Fonte >>
================================
Proteger áreas quando atividades predatórias são aplaudidas e estimuladas por autoridades públicas é um desafio hercúleo. É nesse contexto que emergem um conjunto de projetos de lei, no Congresso, visando desproteger esses espaços. No caso das TIs, há projetos para impossibilitar as demarcações, permitir atividades predatórias em seu interior e mesmo projetos que colocam em xeque o direito originário que os povos indígenas têm sobre seus territórios, consagrado pela Constituição. As UCs, por sua vez, vêm sendo comidas pelas bordas, tanto metaforicamente, como literalmente. E são ameaçadas, tanto no que concerne às suas fronteiras físicas, quanto à sua situação legal. Essas áreas têm sido sistematicamente invadidas, desmatadas, desrespeitadas.
Entre as ameaças que vêm do Congresso Nacional, há uma que cumpre à risca a ideia de “comer pelas bordas”. Trata-se do Projeto de Lei (PL) nº 1.205/2019, de autoria do deputado Pinheirinho (PP-MG), que versa sobre as zonas de amortecimento, as áreas que circundam as UCs, onde deve haver um regime mais cuidadoso de uso da terra para evitar impactos que afetem a integridade do espaço protegido. O projeto modifica a Lei nº 9.985/2000, do Sistema Nacional de Unidades de Conservação (SNUC), transformando seus dispositivos acerca das zonas de amortecimento num conjunto de medidas que impossibilitam o cumprimento de seus objetivos.
A ideia geral do PL nº 1.205/2019 é obrigar que as zonas de amortecimento e os corredores ecológicos – áreas que ligam dois ou mais espaços protegidos – sejam designados, após estudos técnicos e consulta pública, no ato de criação da UC. Ao fazê-lo, portanto, na prática, o PL vai impedir que novas áreas sejam submetidas a esse regime de uso mais cuidadoso posteriormente ao estabelecimento da UC.
================================
Dados fornecidos >>
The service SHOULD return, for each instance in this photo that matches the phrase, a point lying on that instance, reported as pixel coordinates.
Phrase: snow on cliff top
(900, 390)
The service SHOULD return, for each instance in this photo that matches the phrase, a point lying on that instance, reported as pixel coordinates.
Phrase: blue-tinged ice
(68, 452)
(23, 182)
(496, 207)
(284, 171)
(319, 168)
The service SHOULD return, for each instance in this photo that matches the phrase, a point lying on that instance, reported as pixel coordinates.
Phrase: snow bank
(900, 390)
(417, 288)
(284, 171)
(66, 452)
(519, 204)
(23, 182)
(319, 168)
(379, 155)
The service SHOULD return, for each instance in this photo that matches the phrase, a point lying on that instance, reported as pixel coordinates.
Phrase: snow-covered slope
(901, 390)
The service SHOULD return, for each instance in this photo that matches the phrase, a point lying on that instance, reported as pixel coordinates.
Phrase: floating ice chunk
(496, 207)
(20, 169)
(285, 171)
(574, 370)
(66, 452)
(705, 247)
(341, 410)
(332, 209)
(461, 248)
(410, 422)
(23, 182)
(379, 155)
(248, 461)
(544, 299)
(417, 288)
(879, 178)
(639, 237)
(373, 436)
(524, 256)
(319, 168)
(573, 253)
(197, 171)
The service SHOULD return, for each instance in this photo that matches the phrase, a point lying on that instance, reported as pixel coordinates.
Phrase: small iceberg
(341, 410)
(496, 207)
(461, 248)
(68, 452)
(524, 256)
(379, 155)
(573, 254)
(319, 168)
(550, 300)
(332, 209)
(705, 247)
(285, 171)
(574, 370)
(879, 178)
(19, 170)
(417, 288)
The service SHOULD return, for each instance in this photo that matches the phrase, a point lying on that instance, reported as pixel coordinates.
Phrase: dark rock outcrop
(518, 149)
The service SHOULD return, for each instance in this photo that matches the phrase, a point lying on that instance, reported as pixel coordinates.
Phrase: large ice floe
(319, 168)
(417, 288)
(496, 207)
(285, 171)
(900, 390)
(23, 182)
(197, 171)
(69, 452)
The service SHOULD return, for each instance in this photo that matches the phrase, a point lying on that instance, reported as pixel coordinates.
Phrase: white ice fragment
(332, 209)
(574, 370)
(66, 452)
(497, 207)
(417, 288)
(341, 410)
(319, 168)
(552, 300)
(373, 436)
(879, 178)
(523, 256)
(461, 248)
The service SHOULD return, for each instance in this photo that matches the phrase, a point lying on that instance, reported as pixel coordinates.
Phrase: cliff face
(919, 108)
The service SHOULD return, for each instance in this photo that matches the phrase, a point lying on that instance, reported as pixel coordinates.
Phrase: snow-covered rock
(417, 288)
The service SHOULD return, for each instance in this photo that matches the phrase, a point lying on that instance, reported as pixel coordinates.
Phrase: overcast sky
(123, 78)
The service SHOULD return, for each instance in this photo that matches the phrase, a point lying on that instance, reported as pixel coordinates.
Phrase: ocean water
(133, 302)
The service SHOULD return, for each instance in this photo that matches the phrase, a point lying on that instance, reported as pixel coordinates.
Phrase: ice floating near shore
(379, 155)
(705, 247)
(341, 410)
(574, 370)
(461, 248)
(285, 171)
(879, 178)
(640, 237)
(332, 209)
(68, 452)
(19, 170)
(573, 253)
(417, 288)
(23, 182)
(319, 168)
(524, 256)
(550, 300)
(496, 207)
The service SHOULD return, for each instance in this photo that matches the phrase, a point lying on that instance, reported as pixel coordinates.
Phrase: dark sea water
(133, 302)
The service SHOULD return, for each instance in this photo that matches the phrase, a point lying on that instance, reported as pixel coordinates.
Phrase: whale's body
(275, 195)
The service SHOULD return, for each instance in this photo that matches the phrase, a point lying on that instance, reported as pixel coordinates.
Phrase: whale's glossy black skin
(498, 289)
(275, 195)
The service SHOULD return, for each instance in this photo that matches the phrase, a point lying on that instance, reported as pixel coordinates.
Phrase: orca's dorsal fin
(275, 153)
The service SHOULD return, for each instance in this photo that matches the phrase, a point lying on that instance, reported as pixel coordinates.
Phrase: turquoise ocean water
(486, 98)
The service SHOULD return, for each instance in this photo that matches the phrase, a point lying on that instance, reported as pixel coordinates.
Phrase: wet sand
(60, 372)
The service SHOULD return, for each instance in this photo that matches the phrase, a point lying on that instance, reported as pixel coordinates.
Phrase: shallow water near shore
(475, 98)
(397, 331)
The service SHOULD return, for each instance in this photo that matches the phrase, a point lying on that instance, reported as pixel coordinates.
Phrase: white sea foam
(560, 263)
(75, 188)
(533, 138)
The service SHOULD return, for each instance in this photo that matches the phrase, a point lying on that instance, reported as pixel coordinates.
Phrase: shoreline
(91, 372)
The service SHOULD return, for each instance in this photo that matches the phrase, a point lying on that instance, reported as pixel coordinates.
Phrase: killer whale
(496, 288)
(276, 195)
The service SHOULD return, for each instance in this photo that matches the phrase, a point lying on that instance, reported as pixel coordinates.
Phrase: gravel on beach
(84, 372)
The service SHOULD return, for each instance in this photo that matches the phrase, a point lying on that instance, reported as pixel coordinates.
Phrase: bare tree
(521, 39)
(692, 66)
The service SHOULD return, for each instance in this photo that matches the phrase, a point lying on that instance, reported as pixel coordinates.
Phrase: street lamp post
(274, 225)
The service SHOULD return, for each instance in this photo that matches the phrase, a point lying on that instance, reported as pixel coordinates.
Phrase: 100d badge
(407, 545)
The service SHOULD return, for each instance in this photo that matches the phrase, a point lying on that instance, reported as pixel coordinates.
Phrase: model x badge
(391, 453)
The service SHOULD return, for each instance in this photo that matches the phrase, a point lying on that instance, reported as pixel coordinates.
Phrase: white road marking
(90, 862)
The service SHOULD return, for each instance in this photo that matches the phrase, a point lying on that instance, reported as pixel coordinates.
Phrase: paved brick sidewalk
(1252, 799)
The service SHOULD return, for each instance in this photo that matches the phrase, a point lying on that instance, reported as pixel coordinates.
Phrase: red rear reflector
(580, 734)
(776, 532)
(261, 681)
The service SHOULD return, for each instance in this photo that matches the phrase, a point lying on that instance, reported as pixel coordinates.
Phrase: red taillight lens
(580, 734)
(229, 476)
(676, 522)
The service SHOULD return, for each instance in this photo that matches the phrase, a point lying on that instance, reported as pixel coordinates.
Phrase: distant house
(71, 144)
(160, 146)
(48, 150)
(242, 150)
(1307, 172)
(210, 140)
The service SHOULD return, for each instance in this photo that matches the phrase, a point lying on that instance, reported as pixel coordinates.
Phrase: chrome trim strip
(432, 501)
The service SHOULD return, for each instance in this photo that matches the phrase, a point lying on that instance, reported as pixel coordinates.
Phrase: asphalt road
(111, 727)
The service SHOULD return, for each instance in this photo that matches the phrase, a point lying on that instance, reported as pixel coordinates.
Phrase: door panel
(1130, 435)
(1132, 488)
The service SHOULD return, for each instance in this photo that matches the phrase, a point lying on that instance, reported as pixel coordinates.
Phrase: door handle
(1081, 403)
================================
Lista de tarefas >>
1) Transcreva do texto sobre as áreas protegidas tudo de "A ideia geral" até "estabelecimento da UC.".
2) Por favor, liste as palavras que o texto sobre as áreas protegidas usa na frase "Essas áreas têm sido sistematicamente..." para dizer o que tem acontecido com essas áreas.
3) Prossiga com o texto sobre as áreas protegidas, começando logo após a última frase apresentada.

Resultados esperados >>
1)
A ideia geral do PL nº 1.205/2019 é obrigar que as zonas de amortecimento e os corredores ecológicos – áreas que ligam dois ou mais espaços protegidos – sejam designados, após estudos técnicos e consulta pública, no ato de criação da UC. Ao fazê-lo, portanto, na prática, o PL vai impedir que novas áreas sejam submetidas a esse regime de uso mais cuidadoso posteriormente ao estabelecimento da UC.

2) invadidas, desmatadas, desrespeitadas

3)
A questão é que esses trechos de terra, zonas de amortecimento e corredores ecológicos, existem para preservar a integridade ecológica das UCs. Depois da criação da unidade, revisitar os limites das áreas que a circundam e seus regimes de uso é essencial para garantir a conservação da biodiversidade e dos processos biológicos dentro da UC. A gestão da unidade, os estudos e pesquisas feitos ali, o manejo de sua biodiversidade e a avaliação dos impactos produzidos pelo meio externo são continuamente reavaliados e os ajustes necessários podem incluir a necessidade de estabelecer um regime mais cuidadoso de uso da zona de amortecimento, sob pena de que a UC não cumpra seu objetivo de conservação da natureza.
O cenário que se desenha é grave. Infelizmente, o PL vai muito além, criando um requisito para a delimitação da zona de amortecimento: ela não poderá abranger “área urbana consolidada”. E para não haver dúvidas de que se trata de uma restrição bastante ampla, o PL define “área urbana consolidada” como aquela que possua pelo menos dois desses requisitos: 1) inserção em perímetro urbano ou em zona de expansão urbana conforme delimitação pelo Plano Diretor por lei municipal específica; 2) sistema viário implantado; 3) oferta de serviços de ensino fundamental na área ou em suas proximidades; 4) existência de, no mínimo, três dos seguintes equipamentos de infraestrutura urbana: drenagem e manejo das águas pluviais; esgotamento sanitário; abastecimento de água potável; limpeza urbana e manejo de resíduos sólidos; ou distribuição de energia elétrica.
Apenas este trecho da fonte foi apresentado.